======== SOURCE MATERIAL ========
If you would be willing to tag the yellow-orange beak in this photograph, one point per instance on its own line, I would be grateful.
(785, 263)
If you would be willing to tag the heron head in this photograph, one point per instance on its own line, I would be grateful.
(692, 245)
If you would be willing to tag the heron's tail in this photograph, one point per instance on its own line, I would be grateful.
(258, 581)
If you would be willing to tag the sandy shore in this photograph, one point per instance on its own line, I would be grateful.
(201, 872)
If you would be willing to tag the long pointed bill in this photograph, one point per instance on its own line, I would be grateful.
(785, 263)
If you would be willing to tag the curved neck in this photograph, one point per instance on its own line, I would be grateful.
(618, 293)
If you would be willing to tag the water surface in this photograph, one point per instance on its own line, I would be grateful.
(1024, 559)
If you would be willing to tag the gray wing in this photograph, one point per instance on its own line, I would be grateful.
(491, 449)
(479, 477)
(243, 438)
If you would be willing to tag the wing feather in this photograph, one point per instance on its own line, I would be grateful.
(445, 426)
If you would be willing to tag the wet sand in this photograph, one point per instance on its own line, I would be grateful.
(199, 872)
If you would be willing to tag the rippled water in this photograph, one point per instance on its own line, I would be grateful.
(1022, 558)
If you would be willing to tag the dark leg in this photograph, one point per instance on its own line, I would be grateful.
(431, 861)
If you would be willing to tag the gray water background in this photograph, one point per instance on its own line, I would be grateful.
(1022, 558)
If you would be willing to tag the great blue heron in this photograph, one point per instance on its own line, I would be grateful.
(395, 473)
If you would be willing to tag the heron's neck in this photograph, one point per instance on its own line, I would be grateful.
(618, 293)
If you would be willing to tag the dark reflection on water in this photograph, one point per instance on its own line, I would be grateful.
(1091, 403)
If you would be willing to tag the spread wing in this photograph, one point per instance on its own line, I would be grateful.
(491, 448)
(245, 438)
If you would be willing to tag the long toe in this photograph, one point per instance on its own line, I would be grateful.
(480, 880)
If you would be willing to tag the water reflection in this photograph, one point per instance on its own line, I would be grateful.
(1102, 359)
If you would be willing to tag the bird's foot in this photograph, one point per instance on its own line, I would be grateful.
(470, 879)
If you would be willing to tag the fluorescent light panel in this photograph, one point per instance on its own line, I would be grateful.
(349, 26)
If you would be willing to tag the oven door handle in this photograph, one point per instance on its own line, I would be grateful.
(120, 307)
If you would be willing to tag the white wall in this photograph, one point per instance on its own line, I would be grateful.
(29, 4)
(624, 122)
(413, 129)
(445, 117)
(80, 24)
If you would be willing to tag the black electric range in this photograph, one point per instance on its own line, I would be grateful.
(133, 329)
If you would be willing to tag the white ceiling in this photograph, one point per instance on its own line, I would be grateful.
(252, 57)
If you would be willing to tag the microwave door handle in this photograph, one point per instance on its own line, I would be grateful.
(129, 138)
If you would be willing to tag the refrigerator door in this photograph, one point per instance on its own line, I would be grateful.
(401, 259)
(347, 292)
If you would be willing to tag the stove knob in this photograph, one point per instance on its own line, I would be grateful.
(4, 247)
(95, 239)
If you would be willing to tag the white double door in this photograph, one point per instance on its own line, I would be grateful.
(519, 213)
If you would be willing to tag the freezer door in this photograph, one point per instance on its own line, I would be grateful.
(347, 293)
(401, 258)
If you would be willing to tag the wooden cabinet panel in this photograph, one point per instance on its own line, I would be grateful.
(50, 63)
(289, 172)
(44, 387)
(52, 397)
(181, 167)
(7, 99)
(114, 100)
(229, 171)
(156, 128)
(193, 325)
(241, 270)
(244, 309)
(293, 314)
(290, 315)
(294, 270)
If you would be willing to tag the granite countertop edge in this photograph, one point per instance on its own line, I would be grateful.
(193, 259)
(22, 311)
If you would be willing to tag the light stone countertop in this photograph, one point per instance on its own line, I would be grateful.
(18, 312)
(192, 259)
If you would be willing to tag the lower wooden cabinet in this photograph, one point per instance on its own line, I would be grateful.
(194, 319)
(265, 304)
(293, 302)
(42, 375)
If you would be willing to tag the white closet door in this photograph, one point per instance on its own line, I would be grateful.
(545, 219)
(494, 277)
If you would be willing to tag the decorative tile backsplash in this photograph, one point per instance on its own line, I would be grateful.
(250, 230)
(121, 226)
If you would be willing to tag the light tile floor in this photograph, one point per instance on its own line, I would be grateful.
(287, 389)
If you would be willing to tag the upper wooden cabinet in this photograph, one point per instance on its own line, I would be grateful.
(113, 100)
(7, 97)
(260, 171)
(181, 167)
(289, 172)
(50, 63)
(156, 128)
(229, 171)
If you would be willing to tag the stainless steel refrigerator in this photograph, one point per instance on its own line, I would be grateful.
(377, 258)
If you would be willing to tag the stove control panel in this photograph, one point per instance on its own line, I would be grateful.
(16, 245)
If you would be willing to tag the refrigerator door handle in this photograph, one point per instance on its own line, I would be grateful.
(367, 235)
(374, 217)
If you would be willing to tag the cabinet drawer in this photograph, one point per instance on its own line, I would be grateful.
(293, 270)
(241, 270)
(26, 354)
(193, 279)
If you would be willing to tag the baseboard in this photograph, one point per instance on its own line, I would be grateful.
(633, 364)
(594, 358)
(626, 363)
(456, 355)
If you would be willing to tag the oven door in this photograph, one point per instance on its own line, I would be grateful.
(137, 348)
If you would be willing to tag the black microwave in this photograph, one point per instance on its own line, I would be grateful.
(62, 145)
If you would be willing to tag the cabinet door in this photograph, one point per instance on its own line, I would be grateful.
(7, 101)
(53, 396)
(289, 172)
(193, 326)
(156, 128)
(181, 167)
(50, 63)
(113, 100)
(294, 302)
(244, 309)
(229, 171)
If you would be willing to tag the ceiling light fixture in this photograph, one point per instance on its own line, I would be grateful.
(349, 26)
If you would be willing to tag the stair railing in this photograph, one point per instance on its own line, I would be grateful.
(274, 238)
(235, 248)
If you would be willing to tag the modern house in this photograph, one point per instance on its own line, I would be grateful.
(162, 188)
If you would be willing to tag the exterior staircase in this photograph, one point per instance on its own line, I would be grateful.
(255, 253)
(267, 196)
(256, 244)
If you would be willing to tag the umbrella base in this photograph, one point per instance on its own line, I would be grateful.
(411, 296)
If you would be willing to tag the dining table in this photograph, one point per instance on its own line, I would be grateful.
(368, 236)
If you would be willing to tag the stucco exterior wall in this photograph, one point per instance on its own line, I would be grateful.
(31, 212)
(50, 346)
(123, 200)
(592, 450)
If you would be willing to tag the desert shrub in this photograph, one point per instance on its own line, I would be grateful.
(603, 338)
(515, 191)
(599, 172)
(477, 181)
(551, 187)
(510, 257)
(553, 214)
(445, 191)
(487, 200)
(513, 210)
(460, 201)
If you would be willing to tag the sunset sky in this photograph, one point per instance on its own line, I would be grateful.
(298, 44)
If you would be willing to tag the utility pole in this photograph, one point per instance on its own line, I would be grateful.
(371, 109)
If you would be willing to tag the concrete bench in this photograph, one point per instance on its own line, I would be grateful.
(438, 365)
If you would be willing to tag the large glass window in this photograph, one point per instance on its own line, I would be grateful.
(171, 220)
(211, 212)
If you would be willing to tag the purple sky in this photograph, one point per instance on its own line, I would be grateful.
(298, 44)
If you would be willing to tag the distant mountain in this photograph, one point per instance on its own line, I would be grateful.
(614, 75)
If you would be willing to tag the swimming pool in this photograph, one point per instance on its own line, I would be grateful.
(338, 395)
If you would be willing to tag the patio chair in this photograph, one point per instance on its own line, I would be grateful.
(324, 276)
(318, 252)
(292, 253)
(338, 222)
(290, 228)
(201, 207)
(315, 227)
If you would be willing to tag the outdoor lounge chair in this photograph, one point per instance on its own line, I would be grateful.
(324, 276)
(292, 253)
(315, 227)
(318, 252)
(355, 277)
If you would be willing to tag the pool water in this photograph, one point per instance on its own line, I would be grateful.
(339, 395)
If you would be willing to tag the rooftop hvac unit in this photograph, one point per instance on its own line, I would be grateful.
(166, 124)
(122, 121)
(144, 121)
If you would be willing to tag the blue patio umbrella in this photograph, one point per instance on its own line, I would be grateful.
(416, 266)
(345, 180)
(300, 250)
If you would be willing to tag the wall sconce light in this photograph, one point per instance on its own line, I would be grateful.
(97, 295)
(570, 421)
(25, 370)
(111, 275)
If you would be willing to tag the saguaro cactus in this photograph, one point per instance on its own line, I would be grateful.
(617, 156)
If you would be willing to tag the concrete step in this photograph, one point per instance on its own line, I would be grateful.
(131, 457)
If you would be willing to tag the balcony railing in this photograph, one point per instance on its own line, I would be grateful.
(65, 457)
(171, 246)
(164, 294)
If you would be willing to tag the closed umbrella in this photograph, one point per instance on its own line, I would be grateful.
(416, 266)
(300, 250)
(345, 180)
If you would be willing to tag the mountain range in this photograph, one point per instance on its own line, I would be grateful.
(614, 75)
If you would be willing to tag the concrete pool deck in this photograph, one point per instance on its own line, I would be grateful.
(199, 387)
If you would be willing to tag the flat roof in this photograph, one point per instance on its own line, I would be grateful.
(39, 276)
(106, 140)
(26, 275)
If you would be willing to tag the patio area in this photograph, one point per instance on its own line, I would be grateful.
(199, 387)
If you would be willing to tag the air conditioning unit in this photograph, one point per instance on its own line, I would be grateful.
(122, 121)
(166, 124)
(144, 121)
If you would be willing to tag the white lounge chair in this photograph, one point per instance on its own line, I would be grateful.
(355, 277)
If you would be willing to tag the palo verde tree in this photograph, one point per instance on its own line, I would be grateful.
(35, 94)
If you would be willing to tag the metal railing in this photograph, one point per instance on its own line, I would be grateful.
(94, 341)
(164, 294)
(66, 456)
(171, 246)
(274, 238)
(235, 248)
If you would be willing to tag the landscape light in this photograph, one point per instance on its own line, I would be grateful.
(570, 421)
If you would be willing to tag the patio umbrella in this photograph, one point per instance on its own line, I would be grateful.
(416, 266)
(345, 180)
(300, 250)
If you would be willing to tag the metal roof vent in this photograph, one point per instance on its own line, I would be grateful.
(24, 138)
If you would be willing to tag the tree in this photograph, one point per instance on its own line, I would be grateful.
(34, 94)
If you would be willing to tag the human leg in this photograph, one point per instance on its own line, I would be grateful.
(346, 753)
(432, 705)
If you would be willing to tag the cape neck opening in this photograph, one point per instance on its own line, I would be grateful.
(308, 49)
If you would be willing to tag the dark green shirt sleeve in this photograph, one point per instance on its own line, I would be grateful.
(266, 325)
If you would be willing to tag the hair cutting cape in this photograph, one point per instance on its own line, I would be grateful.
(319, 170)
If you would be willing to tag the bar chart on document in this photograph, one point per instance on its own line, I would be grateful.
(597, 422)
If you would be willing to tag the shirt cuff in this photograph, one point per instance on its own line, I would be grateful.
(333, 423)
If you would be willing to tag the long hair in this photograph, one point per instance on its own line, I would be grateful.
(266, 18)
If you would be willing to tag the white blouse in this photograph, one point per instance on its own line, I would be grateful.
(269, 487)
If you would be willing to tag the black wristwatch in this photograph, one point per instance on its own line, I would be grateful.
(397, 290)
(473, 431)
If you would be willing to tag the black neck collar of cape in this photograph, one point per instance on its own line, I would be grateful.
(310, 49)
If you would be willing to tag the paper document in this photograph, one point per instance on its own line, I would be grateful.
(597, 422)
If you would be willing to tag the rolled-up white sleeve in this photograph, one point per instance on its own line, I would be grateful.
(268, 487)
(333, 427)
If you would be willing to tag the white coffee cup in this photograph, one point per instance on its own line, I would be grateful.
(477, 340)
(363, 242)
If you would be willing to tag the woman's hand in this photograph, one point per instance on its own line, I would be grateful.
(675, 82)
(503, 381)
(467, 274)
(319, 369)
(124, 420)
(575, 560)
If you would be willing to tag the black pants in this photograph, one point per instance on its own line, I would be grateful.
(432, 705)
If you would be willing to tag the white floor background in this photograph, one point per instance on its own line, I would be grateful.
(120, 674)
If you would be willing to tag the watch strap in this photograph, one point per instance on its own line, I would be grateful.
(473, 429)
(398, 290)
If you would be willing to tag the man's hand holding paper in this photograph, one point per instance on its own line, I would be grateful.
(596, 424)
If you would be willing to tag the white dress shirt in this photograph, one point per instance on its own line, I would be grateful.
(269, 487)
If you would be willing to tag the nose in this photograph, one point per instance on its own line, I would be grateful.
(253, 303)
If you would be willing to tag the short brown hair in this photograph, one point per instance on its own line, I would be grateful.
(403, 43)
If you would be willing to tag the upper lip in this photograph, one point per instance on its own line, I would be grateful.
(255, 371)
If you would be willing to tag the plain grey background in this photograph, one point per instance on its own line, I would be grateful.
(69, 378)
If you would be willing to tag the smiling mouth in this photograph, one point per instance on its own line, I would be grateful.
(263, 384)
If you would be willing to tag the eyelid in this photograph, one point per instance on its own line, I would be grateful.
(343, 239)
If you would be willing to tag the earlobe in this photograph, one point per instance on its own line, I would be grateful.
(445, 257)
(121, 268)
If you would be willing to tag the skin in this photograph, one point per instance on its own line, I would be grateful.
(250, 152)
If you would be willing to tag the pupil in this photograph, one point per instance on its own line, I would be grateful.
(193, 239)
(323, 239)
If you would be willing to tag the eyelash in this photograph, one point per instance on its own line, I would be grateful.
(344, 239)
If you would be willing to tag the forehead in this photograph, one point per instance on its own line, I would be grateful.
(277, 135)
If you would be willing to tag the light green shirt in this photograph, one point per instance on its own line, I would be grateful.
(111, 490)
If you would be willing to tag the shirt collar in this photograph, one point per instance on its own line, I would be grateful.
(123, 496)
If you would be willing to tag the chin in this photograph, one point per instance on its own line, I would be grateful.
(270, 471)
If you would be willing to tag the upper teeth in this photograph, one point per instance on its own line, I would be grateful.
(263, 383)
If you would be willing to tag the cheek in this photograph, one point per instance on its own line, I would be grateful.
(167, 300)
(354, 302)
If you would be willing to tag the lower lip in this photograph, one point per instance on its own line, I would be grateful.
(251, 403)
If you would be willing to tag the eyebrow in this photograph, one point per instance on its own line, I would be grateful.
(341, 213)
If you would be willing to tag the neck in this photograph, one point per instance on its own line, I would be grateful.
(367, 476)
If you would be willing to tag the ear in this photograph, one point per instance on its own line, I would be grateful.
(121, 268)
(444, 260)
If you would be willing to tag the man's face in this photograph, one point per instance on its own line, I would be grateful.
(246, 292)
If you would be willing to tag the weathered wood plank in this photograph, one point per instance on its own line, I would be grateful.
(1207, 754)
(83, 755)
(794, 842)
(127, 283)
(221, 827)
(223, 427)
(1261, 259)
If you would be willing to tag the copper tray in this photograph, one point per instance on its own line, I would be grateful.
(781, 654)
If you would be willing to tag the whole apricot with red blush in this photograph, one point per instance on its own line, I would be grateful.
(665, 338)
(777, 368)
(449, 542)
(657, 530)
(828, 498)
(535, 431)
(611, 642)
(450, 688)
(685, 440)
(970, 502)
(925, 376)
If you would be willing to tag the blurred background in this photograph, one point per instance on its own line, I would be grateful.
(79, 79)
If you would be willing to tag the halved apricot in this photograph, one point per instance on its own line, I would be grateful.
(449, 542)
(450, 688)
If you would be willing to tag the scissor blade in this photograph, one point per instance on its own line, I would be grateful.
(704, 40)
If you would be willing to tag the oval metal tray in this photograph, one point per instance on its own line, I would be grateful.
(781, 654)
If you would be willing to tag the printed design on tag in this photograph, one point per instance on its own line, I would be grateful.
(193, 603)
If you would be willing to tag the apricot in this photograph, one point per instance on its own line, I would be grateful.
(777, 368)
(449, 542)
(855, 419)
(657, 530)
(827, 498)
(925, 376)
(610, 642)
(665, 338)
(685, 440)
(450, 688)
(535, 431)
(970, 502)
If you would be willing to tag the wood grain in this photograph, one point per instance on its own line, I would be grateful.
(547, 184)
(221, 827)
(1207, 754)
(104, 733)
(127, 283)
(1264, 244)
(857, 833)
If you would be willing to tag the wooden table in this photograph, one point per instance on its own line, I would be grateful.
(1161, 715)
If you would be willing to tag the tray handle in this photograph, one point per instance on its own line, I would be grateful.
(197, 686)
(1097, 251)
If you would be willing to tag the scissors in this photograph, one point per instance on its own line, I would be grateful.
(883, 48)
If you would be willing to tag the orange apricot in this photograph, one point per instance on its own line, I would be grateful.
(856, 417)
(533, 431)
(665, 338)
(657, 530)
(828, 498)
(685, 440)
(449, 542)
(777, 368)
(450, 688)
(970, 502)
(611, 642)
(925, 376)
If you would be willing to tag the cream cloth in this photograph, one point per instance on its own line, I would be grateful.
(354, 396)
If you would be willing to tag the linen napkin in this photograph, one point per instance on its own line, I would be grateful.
========
WHAT TO PRODUCE: Please repeat the lines of the entries above, from the very first line through the line containing "(1024, 559)", inclusive.

RESPONSE TO THIS EXERCISE:
If you would be willing to tag the yellow-orange beak in this photograph, one point per instance on its own line, I would be grateful.
(785, 263)
If you would be willing to tag the heron head in this photograph, one point per instance on its own line, I would be grateful.
(692, 245)
If you would be willing to tag the heron's tail in this photograph, one point per instance on its own line, I would be grateful.
(258, 581)
If you would be willing to tag the sandy shore in this photograph, one point per instance on its own line, I would be grateful.
(201, 872)
If you would be willing to tag the long pointed bill in this photograph, one point per instance on its own line, I would be grateful.
(785, 263)
If you would be willing to tag the curved neck in this photograph, one point per instance on its own line, I would be grateful.
(618, 293)
If you would be willing to tag the water surface in this photograph, one point per instance on its own line, I would be grateful.
(1024, 559)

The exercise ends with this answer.